# [INSTRUCTIONS TO FOLLOW]
Reproduce every line of the data below word for word.

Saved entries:
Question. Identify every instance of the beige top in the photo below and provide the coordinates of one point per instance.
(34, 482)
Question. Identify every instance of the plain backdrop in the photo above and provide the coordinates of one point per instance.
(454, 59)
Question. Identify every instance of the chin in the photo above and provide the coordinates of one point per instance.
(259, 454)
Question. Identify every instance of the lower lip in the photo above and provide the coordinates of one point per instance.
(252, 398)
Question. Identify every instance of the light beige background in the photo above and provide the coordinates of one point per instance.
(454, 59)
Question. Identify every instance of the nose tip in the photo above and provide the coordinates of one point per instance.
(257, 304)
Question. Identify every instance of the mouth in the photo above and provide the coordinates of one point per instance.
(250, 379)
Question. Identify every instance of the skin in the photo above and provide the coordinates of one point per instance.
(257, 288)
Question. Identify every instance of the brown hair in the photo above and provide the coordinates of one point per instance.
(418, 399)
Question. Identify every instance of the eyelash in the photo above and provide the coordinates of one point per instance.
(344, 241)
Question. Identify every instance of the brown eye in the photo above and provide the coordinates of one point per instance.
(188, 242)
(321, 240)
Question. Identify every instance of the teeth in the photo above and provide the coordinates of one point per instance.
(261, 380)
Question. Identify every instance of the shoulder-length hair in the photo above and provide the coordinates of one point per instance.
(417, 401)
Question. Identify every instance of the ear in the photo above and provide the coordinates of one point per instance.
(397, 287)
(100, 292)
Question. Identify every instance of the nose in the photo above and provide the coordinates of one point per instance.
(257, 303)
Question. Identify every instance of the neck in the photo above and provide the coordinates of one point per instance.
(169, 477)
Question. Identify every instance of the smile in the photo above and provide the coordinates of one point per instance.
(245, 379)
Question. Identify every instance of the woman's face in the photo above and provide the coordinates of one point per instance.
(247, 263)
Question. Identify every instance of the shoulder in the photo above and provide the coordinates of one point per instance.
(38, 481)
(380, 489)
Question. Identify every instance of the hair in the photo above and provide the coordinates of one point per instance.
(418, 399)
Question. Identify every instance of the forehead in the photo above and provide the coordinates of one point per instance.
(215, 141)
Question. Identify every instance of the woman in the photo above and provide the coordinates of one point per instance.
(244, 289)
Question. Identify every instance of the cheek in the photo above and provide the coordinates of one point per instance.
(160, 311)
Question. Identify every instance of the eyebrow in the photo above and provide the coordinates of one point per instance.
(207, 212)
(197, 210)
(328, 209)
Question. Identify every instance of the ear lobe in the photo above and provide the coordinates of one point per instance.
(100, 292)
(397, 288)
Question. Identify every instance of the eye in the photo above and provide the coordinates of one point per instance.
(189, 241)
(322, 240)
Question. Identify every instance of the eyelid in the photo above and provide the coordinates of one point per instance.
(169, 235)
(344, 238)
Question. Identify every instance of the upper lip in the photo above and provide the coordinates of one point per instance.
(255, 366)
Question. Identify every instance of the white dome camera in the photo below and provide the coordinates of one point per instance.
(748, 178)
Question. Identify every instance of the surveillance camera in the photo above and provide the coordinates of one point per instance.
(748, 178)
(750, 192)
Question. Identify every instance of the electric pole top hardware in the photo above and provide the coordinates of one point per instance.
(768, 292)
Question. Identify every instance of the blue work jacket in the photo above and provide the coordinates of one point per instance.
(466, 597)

# [ANSWER TO THE EXERCISE]
Question. Identify every instance of the beige top in the photo below and provide the coordinates of one point per instance.
(34, 482)
Question. Identify every instance of the plain backdrop in the photo above and provide the coordinates of one point per instance.
(454, 59)
Question. Identify every instance of the chin in the photo above and provide the coordinates of one point per instance.
(259, 454)
Question. Identify every instance of the lower lip in the photo above and provide the coordinates of one point per instance.
(252, 398)
Question. Identify every instance of the light beige background in the photo above and provide the coordinates of one point per instance.
(454, 59)
Question. Identify every instance of the nose tip in the photo above and provide the coordinates of one point per instance.
(257, 304)
Question. Identify every instance of the mouth in the photo above and provide the coordinates of one point per instance.
(250, 379)
Question. Identify every instance of the skin in the photo above and provide the coordinates of one point per instance.
(257, 288)
Question. Identify every instance of the brown hair in the photo above and provide the coordinates of one point per instance.
(418, 399)
Question. Identify every instance of the eyelash in the photo above and provide the coordinates of one point per instance.
(344, 241)
Question. Identify every instance of the brown eye in the photo above and provide the coordinates of one point per instance.
(188, 242)
(321, 240)
Question. Identify every instance of the teeth in the photo above and provide the coordinates of one point per instance.
(261, 380)
Question. Identify every instance of the shoulder-length hair in the photo above and provide the coordinates of one point per instance.
(417, 401)
Question. Identify every instance of the ear in the photo above and provide the coordinates of one point per instance.
(397, 287)
(100, 292)
Question. Identify every instance of the nose in the photo above and provide the coordinates of one point per instance.
(257, 303)
Question. Identify every instance of the neck in the photo above and provide the coordinates of one point per instance.
(169, 477)
Question. Identify every instance of the smile in the photo above and provide the coordinates of one point per instance.
(245, 379)
Question. Identify every instance of the woman's face in the photo above and provide the coordinates of one point per instance.
(247, 263)
Question. Identify every instance of the shoulder in the photo above and provide the coordinates of one point per instance.
(38, 481)
(380, 489)
Question. Identify every instance of the hair in the photo above and provide the coordinates of one point per instance.
(418, 399)
Question. Identify every instance of the forehead in the photo above and provide the coordinates of one point per instance.
(215, 141)
Question. Identify every instance of the woman in the photo above and provide the coordinates of one point per instance.
(244, 289)
Question. Identify every instance of the cheek in the photo above and provide the coordinates of one point per instance.
(160, 311)
Question. Identify every instance of the eyebrow in the photo above and provide the coordinates of one point per instance.
(207, 212)
(197, 210)
(328, 209)
Question. Identify every instance of the ear lobe in the photo above and provide the coordinates of one point per instance.
(100, 292)
(397, 288)
Question. Identify every instance of the eye in the photo above and provide the coordinates of one point per instance.
(189, 241)
(322, 240)
Question. Identify every instance of the eyelid in the photo above and provide the coordinates of one point per instance.
(169, 235)
(344, 238)
Question. Identify every instance of the upper lip in the photo above and provide the coordinates of one point per instance.
(255, 366)
Question. Identify every instance of the white dome camera in the photo below and provide the coordinates of one point per instance.
(748, 178)
Question. Identify every instance of the surveillance camera in the photo above and provide the coordinates of one point per instance.
(748, 178)
(750, 192)
Question. Identify every instance of the electric pole top hardware in the photo above and provide the coordinates of one point per instance.
(768, 292)
Question. Identify every instance of the blue work jacket in the photo above and provide the coordinates of one point per instance.
(466, 597)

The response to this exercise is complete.